Brano citato:
========

Sulla sospensione dell’efficacia esecutiva della sentenza di primo grado (Corte d’Appello di Firenze, Ord., 21 settembre 2010)

La Corte d'Appello di Firenze, con un ordinanza emessa il 21/9/2010 (Pres. Bellagamba, Cons. Rel. Materi, Cons. Dinisi), ha disposto la sospensione dell'esecutività di una sentenza di primo grado.
La sentenza in questione condannava un primario istituto di credito alla restituzione per indebito di una somma di denaro, rilevante ma non eclatante, in favore dell'attore.
La sentenza aveva accertato, con l'ausilio di una consulenza tecnica, che la banca aveva applicato interessi anatocistici e superiori al tasso di legge, in difetto di espressa pattuizione scritta fra le parti, condannandola alla restituzione.
Tutte le questioni oggetto del giudizio erano state risolte sulla base di norme chiare e giurisprudenza pacifica.
Al riguardo, onde avere un quadro completo della giurisprudenza della Corte d'Appello di Firenze e della sua evoluzione (o involuzione), di seguito sono riportate, alcune per intero, altre per estratto, alcune ordinanze precedenti al revirement nonché l'ordinanza in questione.
Andiamo a esaminare l'aspetto tecnico-giuridico della vicenda.
La sospensione può essere concessa quando ricorrono gravi motivi, pacificamente individuati nel fondamento del gravame (cd. fumus boni juris) e nel pericolo di danno interinale per il soccombente del primo grado (cd. periculum in mora).
Parte della dottrina ritiene che le due condizioni non abbiano pari dignità, nel senso che qualora l'impugnazione appaia manifestamente fondata, il fumus è di per sé sufficiente per fare accogliere l'istanza di inibitoria, mentre il periculum, da solo, non potrebbe risultare decisivo in difetto di elementi che facciano ritenere fondata l'impugnazione.

========

Dati mostrati:
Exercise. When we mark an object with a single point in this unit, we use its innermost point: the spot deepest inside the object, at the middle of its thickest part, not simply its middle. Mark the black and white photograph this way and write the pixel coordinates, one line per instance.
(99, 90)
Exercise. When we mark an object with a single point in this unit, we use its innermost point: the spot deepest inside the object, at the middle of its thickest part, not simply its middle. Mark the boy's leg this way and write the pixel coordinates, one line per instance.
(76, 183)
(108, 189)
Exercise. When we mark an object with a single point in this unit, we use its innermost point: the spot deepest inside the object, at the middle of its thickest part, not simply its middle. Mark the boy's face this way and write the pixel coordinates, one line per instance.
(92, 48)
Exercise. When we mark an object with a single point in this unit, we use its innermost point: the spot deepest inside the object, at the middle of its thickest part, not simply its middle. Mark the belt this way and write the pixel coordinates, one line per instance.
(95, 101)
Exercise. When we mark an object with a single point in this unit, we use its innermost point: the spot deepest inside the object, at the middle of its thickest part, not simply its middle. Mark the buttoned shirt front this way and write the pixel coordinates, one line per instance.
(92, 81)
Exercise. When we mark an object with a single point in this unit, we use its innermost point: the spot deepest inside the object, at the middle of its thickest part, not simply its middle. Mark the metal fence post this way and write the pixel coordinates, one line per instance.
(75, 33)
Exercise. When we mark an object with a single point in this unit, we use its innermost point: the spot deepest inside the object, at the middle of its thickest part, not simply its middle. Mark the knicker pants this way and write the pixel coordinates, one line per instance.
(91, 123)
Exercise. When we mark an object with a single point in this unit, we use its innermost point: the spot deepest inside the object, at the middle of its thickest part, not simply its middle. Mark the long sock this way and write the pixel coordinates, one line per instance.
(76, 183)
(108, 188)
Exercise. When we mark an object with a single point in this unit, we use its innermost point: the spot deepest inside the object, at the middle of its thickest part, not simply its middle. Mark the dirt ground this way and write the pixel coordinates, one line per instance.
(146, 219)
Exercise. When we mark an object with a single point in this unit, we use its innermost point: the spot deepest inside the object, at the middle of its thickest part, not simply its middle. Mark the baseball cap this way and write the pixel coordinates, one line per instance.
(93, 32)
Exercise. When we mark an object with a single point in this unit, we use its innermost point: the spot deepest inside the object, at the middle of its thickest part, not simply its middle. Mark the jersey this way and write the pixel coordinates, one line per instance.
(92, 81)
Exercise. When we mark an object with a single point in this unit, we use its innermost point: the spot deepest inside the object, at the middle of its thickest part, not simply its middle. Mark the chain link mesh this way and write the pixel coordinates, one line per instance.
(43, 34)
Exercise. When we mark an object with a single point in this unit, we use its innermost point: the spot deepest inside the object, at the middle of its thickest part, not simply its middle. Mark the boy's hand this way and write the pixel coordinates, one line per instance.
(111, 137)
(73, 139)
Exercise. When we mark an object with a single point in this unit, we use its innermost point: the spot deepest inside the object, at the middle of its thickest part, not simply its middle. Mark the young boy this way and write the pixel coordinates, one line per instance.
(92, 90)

========

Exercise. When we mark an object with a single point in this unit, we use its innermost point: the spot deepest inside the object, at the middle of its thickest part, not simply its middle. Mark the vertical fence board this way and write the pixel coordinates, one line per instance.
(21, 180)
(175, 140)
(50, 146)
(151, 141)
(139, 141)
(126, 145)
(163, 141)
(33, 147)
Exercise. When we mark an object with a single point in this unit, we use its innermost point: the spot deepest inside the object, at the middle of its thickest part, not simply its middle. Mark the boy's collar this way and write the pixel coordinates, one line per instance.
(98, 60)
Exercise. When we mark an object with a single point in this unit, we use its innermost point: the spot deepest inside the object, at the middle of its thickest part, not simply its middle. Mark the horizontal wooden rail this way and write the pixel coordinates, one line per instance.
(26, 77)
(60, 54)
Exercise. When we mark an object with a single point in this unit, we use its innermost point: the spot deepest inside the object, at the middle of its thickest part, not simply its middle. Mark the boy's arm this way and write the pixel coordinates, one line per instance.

========

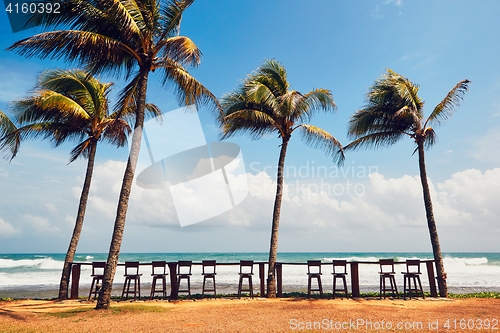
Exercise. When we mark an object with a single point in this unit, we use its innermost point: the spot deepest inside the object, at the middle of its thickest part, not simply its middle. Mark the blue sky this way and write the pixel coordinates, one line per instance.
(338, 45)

========

Consegna A:
Nel brano sulla sospensione della sentenza, che tipo di interessi aveva applicato la banca secondo la sentenza di primo grado?
Consegna B:
Porta avanti il brano sulla sospensione della sentenza di primo grado, partendo da dopo la sua ultima frase.
I dati non hanno nessun ruolo in questo lavoro.

Risposta A:
Interessi anatocistici e superiori al tasso di legge, senza un'espressa pattuizione scritta fra le parti.

Risposta B:
La teoria è, ictu oculi, totalmente infondata, poiché, se così stessero le cose, la legge non avrebbe richiesto i due requisiti per la concessione della sospensiva, ma, potendo fare a meno del periculum, si sarebbe limitata a richiedere al giudice del gravame una sommaria cognizione circa la fondatezza delle ragioni dell'appellante.
Ha invece preteso un'analisi anche del pregiudizio che il soccombente riceverebbe nelle more dell'appello, e, anche se non parla espressamente di periculum in mora (così come non parla di fumus boni juris), pare proprio che quest'ultimo motivo debba essere preponderante nella decisione del Collegio o, quantomeno, necessariamente presente.
Questo emerge dalla nuova dizione dell'art.283 c.p.c. che espressamente afferma che “il giudice dell'appello, su istanza di parte, proposta con l'impugnazione principale o con quella incidentale, quando sussistono gravi e fondati motivi, anche in relazione alla possibilità di insolvenza di una delle parti, sospende in tutto o in parte l'efficacia esecutiva o l'esecuzione della sentenza impugnata, con o senza cauzione” e che differisce dalla versione ante 2005 esclusivamente per l'aggiunta che abbiamo evidenziato in grassetto.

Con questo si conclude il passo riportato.